• EXERCISE BRIEF: What follows is a set of entries. Give them again exactly, without the pictures.

(Stored items from a collection)
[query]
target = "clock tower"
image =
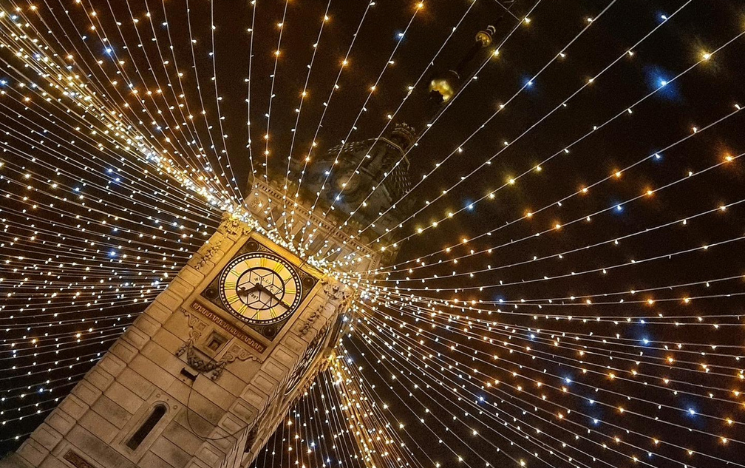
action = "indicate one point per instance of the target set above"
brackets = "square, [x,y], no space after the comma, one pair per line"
[203,376]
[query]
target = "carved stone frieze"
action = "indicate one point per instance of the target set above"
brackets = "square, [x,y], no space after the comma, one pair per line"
[206,364]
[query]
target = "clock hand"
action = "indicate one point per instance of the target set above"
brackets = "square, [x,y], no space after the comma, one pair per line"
[274,296]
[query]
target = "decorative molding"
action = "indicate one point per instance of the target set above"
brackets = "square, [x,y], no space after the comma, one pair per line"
[201,365]
[335,291]
[234,226]
[222,323]
[77,461]
[206,364]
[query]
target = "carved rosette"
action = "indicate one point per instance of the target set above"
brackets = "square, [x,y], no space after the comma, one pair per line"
[202,363]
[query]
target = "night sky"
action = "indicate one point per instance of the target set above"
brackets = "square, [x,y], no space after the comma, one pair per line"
[568,290]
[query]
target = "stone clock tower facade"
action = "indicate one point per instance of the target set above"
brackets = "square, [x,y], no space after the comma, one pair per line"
[203,376]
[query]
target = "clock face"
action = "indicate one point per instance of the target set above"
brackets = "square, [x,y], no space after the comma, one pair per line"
[260,288]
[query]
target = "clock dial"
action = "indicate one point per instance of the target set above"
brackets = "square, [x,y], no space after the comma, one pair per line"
[260,288]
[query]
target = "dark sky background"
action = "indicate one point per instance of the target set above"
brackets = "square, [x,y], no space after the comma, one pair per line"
[700,97]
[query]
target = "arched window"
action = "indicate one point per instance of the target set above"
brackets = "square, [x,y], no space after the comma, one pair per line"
[146,427]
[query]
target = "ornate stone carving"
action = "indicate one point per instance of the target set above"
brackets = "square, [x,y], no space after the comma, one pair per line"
[201,365]
[206,364]
[335,291]
[233,226]
[308,324]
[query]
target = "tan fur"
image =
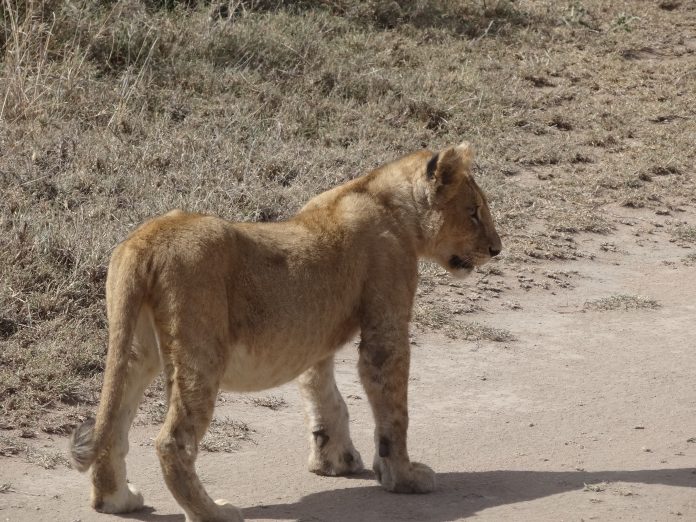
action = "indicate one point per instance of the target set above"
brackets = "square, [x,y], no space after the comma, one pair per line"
[243,306]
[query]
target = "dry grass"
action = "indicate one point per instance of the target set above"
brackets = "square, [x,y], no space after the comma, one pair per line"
[226,435]
[272,402]
[622,302]
[11,446]
[115,111]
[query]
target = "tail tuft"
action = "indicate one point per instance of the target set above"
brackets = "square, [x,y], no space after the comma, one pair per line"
[82,451]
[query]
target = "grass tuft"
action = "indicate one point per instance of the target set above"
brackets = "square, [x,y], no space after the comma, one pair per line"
[622,302]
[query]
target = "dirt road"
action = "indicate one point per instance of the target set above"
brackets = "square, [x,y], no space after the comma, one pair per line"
[587,415]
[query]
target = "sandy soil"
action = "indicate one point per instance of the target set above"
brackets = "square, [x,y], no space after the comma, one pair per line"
[586,415]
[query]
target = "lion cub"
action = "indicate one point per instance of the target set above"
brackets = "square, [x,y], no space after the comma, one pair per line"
[248,306]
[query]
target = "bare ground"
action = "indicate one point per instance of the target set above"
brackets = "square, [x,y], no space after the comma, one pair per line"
[586,415]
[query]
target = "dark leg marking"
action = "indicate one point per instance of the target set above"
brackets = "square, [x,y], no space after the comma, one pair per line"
[384,447]
[320,438]
[348,457]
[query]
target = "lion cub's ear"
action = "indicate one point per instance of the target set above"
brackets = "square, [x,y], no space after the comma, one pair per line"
[450,165]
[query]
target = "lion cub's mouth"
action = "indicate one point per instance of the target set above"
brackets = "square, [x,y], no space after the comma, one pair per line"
[458,263]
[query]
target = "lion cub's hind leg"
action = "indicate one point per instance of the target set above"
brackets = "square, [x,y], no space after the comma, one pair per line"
[111,493]
[192,392]
[331,450]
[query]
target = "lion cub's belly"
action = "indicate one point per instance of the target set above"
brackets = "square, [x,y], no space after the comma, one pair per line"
[254,369]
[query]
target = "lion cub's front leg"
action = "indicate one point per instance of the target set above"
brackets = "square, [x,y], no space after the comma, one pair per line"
[331,450]
[384,365]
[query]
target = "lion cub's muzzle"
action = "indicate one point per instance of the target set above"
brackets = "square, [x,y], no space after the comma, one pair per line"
[457,263]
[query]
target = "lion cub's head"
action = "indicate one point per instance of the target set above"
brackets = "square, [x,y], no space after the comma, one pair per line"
[462,231]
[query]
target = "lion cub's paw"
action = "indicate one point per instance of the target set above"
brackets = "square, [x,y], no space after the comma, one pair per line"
[415,478]
[126,500]
[336,463]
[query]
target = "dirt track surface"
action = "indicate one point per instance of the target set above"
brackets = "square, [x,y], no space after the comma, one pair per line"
[586,415]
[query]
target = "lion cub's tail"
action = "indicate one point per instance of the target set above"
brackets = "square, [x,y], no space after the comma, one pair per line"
[126,285]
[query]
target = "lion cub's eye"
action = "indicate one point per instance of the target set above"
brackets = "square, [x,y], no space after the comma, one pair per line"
[473,214]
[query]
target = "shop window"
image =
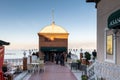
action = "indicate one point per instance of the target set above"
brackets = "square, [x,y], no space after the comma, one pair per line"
[109,44]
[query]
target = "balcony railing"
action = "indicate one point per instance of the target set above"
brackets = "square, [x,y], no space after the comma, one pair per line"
[107,71]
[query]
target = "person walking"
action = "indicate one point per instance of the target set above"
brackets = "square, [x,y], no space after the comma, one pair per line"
[94,53]
[62,59]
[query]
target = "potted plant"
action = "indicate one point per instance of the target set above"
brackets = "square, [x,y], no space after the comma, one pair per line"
[84,77]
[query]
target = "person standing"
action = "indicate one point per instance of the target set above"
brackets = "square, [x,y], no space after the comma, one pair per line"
[62,59]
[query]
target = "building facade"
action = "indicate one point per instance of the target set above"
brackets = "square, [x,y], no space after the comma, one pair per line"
[53,40]
[107,66]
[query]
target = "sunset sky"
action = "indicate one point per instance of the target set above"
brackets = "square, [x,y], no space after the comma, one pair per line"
[21,20]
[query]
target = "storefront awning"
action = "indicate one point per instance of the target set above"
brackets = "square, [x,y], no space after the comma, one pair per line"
[61,49]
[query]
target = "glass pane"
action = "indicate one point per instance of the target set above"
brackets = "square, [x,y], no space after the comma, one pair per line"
[110,44]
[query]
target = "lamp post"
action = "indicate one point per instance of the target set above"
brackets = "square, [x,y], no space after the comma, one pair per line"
[75,50]
[24,53]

• RESPONSE BELOW:
[query]
target = "clock tower"
image =
action = "indicate one point per instance of the target set above"
brackets = "square, [x,y], no space after the comma, one pair per line"
[203,376]
[query]
target = "carved stone frieze"
action = "indicate one point per instance of the target set above"
brackets = "square, [x,y], no space after the comma, one pair per line"
[206,364]
[query]
target = "clock hand"
action = "indicate one point per instance of the target set above"
brackets = "square, [x,y], no space after the comma, one pair per line"
[274,296]
[query]
target = "decorative molding"
action = "indicate one point per instance of the target set above"
brackets = "square, [x,y], no space after the comma, one pair per line"
[201,365]
[335,291]
[234,226]
[222,323]
[77,461]
[206,364]
[query]
target = "carved rosette"
action = "indicate one point per instance of the target set above"
brackets = "square, [x,y], no space after the comma, one pair per line"
[202,363]
[query]
target = "night sky"
action = "indicate one point per instance of the target set above"
brackets = "square, [x,y], no space after the comma, one pair per line"
[568,290]
[query]
target = "stone clock tower facade"
action = "indicate one point per instance of the target set above"
brackets = "square, [x,y], no space after the comma, one pair per line"
[203,376]
[query]
target = "clock face"
action = "indicate one point per instance of the target set above"
brackets = "square, [x,y], no space after the comma, one pair per line"
[260,288]
[query]
target = "clock dial"
action = "indicate one point per instance of the target set above"
brackets = "square, [x,y], no space after the comma, one pair per line"
[260,288]
[query]
target = "dark sky background"
action = "indicate one point per instance of the target set above"
brackets = "square, [x,y], no space after the comma, one pair per line"
[700,97]
[query]
target = "arched window"
action = "indicate one point per instance of the target set above"
brackets = "square, [x,y], no space after the comma, one pair per line"
[146,427]
[query]
target = "ornate stone carving"
action = "indicate one point per instance of the target set above"
brackets = "square, [x,y], no space after the comma, one pair per line"
[201,365]
[206,364]
[335,291]
[233,226]
[308,324]
[query]
target = "tan fur"
image =
action = "indicate one point per instance of the target set above"
brackets = "square, [x,y], no space after the comma, one pair per line"
[243,306]
[query]
target = "dry grass"
action = "indicate one point per instance of the target set above"
brackets = "square, [x,y], no space after the comma, one pair per line"
[226,435]
[272,402]
[622,302]
[11,446]
[115,111]
[query]
target = "tail tuft"
action = "indicate one point per instance of the target set above"
brackets = "square, [x,y], no space after the comma, one pair per line"
[82,451]
[query]
target = "grass tuft"
action = "indicate one point per instance of the target set above"
brackets = "square, [x,y], no space after the comma, one pair per line"
[622,302]
[query]
target = "dirt road"
action = "indicate one point per instance of the target set above"
brackets = "square, [x,y], no space after the comma, one pair per line"
[587,415]
[query]
target = "sandy soil"
action = "indicate one point per instance of the target set above"
brackets = "square, [x,y], no space after the comma, one pair per line"
[586,415]
[query]
target = "lion cub"
action = "indicate one point per instance of the target set above"
brackets = "square, [x,y], no space after the comma, one pair per line"
[248,306]
[query]
target = "bare ground"
action = "indicate one point per instance of the target set above"
brackets = "square, [x,y], no space after the comma, one pair per line"
[586,415]
[query]
target = "dark leg marking"
action = "indicate one point per instance of the target set above"
brackets = "square, [x,y], no space after the comma, one pair per line"
[384,447]
[320,438]
[348,457]
[query]
target = "lion cub's ear"
action = "indicate one point per instance of the target set above"
brackets = "square, [x,y], no space after the comma, one pair per line"
[450,165]
[query]
target = "lion cub's mouth"
action = "indicate one point per instance of the target set above"
brackets = "square, [x,y], no space after the comma, one pair per line"
[458,263]
[query]
target = "lion cub's hind leg"
action = "indicate one point per instance of the target set above"
brackets = "square, [x,y], no space after the comma, one pair per line"
[111,493]
[192,392]
[331,450]
[query]
target = "lion cub's belly"
action = "indicate one point per instance of the target set above"
brackets = "square, [x,y], no space after the comma, one pair per line"
[254,369]
[query]
target = "lion cub's front leg"
action = "indicate one point per instance of the target set above"
brackets = "square, [x,y], no space after the comma, one pair per line"
[331,450]
[384,365]
[query]
target = "lion cub's muzzle"
action = "indicate one point per instance of the target set above"
brackets = "square, [x,y], no space after the comma, one pair per line"
[457,263]
[query]
target = "lion cub's head"
action = "indicate one point per instance of the target set above"
brackets = "square, [x,y], no space after the comma, one pair per line"
[462,231]
[query]
target = "lion cub's paw"
action = "indicate one point per instance of the target set above"
brackets = "square, [x,y], no space after the comma, one pair per line"
[415,478]
[126,500]
[336,463]
[query]
target = "dirt track surface"
action = "indicate one point per instance of the target set above"
brackets = "square, [x,y], no space after the comma, one pair per line"
[586,415]
[query]
target = "lion cub's tail"
action = "indicate one point per instance of the target set above"
brackets = "square, [x,y], no space after the comma, one pair per line"
[126,285]
[query]
target = "lion cub's eye"
action = "indicate one point per instance of the target set above"
brackets = "square, [x,y], no space after the comma, one pair per line"
[473,214]
[query]
target = "shop window"
image =
action = "indicate one point per instance of the target set above"
brackets = "square, [x,y], no space after the comma, one pair per line"
[109,44]
[query]
target = "balcony railing"
action = "indicate one point per instance of the target set above"
brackets = "square, [x,y], no space after the comma, one pair per line"
[107,71]
[query]
target = "person walking"
action = "indicate one point per instance of the target set above"
brackets = "square, [x,y], no space after the comma, one pair per line"
[94,53]
[62,59]
[query]
target = "potted plant"
action = "indicate one point per instance of the target set above"
brackets = "square, [x,y], no space after the comma, one pair per line"
[84,77]
[query]
target = "person standing"
action = "indicate one point per instance of the target set above"
brackets = "square, [x,y], no space after the comma, one pair per line"
[62,59]
[query]
target = "building facade"
action = "indicate one point per instance of the target set above"
brackets = "square, [x,y], no space after the comma, one pair per line"
[53,40]
[107,66]
[query]
target = "sunset sky"
action = "indicate one point per instance of the target set above"
brackets = "square, [x,y], no space after the comma, one pair per line"
[21,20]
[query]
target = "storefront awning"
action = "indicate one point per instance of the target set above"
brackets = "square, [x,y], no space after the comma, one pair per line"
[61,49]
[query]
target = "glass pane"
action = "indicate one point per instance of the target set above"
brackets = "square, [x,y], no space after the comma, one pair per line"
[110,44]
[query]
target = "lamp post"
action = "indicate one point per instance of the target set above"
brackets = "square, [x,y], no space after the comma, one pair per line"
[75,50]
[24,53]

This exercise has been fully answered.